### Document segment

Enriching the Lives of Others
By Michelle S. Lazurek
Tuesday, June 7, 2016
And let us consider how we may spur one another on toward love and good deeds. Hebrews 10:24 NIV
Growing up, my nana was my mentor. Most of my most relished childhood memories include her. In addition to teaching me about life, she also had an incredible hand in my spiritual formation.
Every week she took me to church where I was introduced to God. Although my theology has changed quite a bit over the years, she instilled in me the value of consistent church attendance and the importance of being part of a church community.
As a pastor’s wife and church planter, this love for the church has fueled me and spurred me on toward love and good deeds. (Hebrews 10:24-25) If it were not for my relationship with my nana, I might not be the same person I am today.
Throughout Scripture, we are commanded to mentor those that are younger in the faith. But the idea of being a mentor can be a daunting one. Because my nana had played such a pivotal role in my spiritual upbringing, I understood the importance of paying that forward to others who could also benefit from this. But knowing isn’t the same as doing.

######
### Records provided

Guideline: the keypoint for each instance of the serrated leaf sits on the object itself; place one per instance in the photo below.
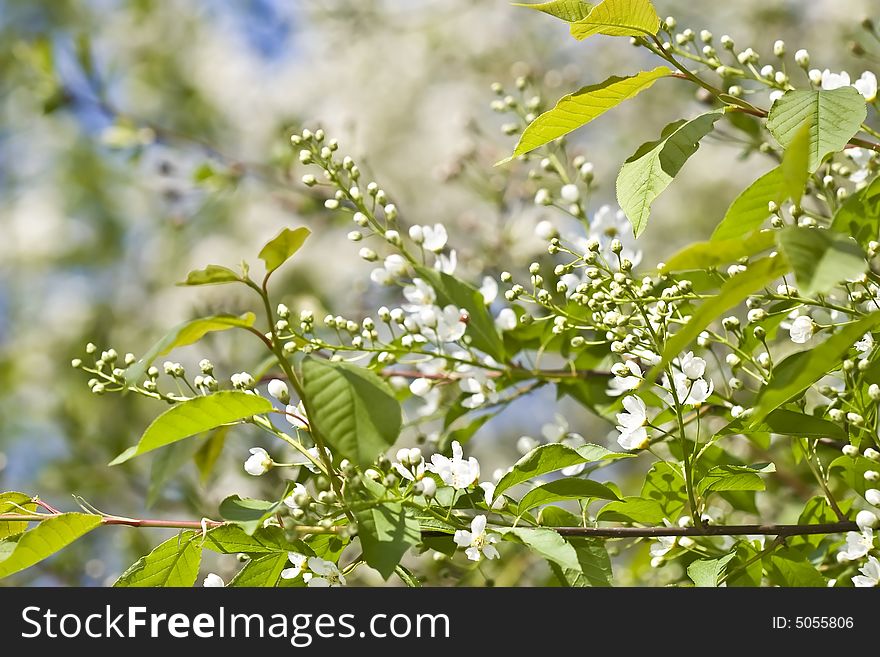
(480, 325)
(707, 572)
(751, 208)
(352, 408)
(264, 571)
(636, 18)
(186, 334)
(211, 275)
(834, 117)
(568, 488)
(546, 543)
(706, 255)
(386, 532)
(655, 164)
(246, 512)
(801, 370)
(583, 106)
(759, 274)
(174, 563)
(633, 509)
(195, 416)
(859, 216)
(567, 10)
(281, 247)
(24, 550)
(787, 423)
(14, 502)
(795, 164)
(821, 259)
(550, 458)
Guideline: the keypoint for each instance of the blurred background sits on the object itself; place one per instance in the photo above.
(140, 139)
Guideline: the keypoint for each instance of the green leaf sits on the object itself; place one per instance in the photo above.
(174, 563)
(480, 326)
(750, 209)
(211, 275)
(859, 216)
(550, 458)
(619, 18)
(352, 408)
(649, 171)
(186, 334)
(14, 502)
(795, 164)
(834, 117)
(787, 567)
(706, 572)
(567, 10)
(408, 577)
(583, 106)
(281, 247)
(821, 259)
(801, 370)
(546, 543)
(232, 539)
(24, 550)
(569, 488)
(733, 477)
(386, 532)
(264, 571)
(706, 255)
(758, 274)
(633, 509)
(194, 416)
(788, 423)
(595, 565)
(247, 512)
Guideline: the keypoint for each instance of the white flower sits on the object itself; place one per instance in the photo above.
(478, 542)
(866, 520)
(299, 565)
(867, 86)
(297, 417)
(801, 329)
(489, 289)
(213, 580)
(278, 389)
(858, 544)
(324, 574)
(419, 294)
(446, 264)
(631, 424)
(435, 237)
(506, 320)
(870, 574)
(693, 366)
(259, 462)
(298, 490)
(831, 81)
(621, 384)
(570, 193)
(865, 345)
(455, 472)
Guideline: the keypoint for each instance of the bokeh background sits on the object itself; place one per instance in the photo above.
(140, 139)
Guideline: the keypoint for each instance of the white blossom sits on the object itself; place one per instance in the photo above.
(801, 330)
(631, 424)
(870, 574)
(455, 471)
(213, 580)
(259, 462)
(477, 541)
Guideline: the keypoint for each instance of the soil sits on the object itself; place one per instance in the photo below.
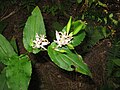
(46, 75)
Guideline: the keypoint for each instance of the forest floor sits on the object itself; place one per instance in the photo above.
(46, 75)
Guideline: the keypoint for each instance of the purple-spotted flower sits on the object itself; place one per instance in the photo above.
(62, 38)
(40, 42)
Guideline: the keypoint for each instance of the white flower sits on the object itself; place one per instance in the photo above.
(40, 42)
(62, 38)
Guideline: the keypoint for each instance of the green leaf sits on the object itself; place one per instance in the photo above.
(18, 73)
(68, 25)
(77, 26)
(6, 50)
(34, 24)
(116, 74)
(79, 1)
(116, 61)
(77, 39)
(14, 44)
(2, 26)
(3, 81)
(102, 4)
(67, 60)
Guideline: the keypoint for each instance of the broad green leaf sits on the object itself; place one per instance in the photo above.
(77, 26)
(79, 1)
(18, 73)
(34, 24)
(116, 61)
(77, 39)
(68, 25)
(6, 50)
(67, 60)
(3, 81)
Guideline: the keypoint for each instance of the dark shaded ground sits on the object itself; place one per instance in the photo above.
(46, 75)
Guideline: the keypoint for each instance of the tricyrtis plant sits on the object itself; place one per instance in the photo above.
(17, 71)
(61, 50)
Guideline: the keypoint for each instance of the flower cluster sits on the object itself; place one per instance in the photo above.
(62, 38)
(40, 42)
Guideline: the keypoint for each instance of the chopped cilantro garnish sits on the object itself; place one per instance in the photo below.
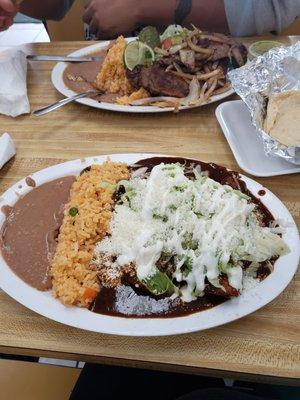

######

◆ Written tasks:
a) Rewrite everything in the records from the line containing "Guideline: the keypoint for each instance of the dark" down to the end of the records, keeping the requests, and reduce each point coordinate in the answers by 53. Omit the pictures.
b) Continue the devotional piece on mentoring from the point where it stops.
The text and the records have nothing to do with each other.

◆ Answers to the problems:
a)
Guideline: the keypoint for each instance of the dark shaded ground sits on the object itself; place one per instance in the photo above.
(-7, 22)
Guideline: the keypoint for each instance of the tricyrtis plant sits on the object itself; place one per instance in the photo above.
(-36, 18)
(8, -3)
Guideline: the keypoint for each instance of the flower cluster sits on the object itself; place one per instance in the photo above.
(9, -15)
(-13, -11)
Guideline: the keypoint for each instance of the chopped cilantro garnish sits on the object itself; place one per instance in the photo below.

b)
Here are some common myths I want to dispel about being a mentor:
· I have to know my bible thoroughly in order to mentor someone else
Will there ever come a time when we know our Bibles well enough to effectively mentor someone? There will always be things we don’t know about the Bible. People are looking for an authentic person, not a spiritual know it all. It is through our admittance that we don’t know it all that shapes us into the true disciples Christ can use.
· Mentoring takes a lot of time
Depending on how you arrange your meeting times with your mentee you could meet as little as once or twice a month. The hour that you spend investing in another life can become the most precious years later.
· We’ll have to do a Bible study when we meet together
My favorite memories of the time spent with my brothers and sisters in Christ do not involve what we learned, but what we did. I remember eating together, the stories we told, the ways they encouraged me, and the fun activities we shared together. Mentoring is about creating an experience, not filling someone’s head with more knowledge.
Becoming a mentor can be a scary task. But when you step out in faith and invest your time and energy into another person, you will enrich others’ lives as my nana enriched mine.
Lord, help us to consider how to spur one another on toward love and good deeds. Amen.
Enjoy reading Dear God, He's Home!: A Woman's Guide to Her Stay-At-Home Man by Janet Thompson
For more encouragement, visit Michelle at michellelazurek.com
© 2014 by Michelle S. Lazurek. All rights reserved.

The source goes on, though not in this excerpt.